Directive.
Reproduce the records below in full, switching "jagged summit" to "rocky peak" and leaving every other character unchanged.

* start Data in this exercise *

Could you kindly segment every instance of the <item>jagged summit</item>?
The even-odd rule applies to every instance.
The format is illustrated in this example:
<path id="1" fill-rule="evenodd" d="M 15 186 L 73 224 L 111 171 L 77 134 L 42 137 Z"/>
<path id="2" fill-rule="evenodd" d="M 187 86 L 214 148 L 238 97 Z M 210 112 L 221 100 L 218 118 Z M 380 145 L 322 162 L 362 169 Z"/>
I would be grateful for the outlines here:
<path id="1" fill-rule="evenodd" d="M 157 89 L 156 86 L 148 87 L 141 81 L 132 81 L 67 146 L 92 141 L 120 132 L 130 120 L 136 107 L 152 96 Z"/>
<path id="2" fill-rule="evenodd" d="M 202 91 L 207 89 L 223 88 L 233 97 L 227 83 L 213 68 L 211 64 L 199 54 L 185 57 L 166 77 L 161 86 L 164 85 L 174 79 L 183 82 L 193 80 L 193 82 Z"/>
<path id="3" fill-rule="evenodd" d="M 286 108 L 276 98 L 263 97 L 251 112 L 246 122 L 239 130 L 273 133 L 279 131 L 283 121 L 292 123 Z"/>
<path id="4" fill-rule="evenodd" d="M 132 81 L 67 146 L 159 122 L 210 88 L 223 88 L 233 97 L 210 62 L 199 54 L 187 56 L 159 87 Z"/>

* end Data in this exercise *

Final answer.
Could you kindly segment every instance of the <item>rocky peak</item>?
The even-odd rule applies to every instance.
The format is illustrated in this example:
<path id="1" fill-rule="evenodd" d="M 15 186 L 73 224 L 111 171 L 77 134 L 42 137 Z"/>
<path id="2" fill-rule="evenodd" d="M 187 86 L 214 148 L 238 97 Z M 210 112 L 221 100 L 218 118 Z M 380 145 L 322 162 L 362 169 Z"/>
I would be grateful for the outlines here:
<path id="1" fill-rule="evenodd" d="M 157 89 L 156 86 L 148 87 L 141 81 L 132 81 L 67 146 L 92 141 L 120 132 L 130 120 L 136 107 L 152 96 Z"/>
<path id="2" fill-rule="evenodd" d="M 202 91 L 207 89 L 223 88 L 233 97 L 227 83 L 213 68 L 211 64 L 199 54 L 185 57 L 166 77 L 161 86 L 164 85 L 174 79 L 183 82 L 193 80 L 193 82 Z"/>
<path id="3" fill-rule="evenodd" d="M 286 108 L 276 98 L 263 97 L 251 112 L 246 122 L 239 130 L 273 133 L 279 131 L 283 121 L 292 123 Z"/>
<path id="4" fill-rule="evenodd" d="M 132 81 L 67 146 L 159 122 L 210 88 L 223 88 L 233 97 L 210 62 L 199 54 L 187 56 L 159 87 Z"/>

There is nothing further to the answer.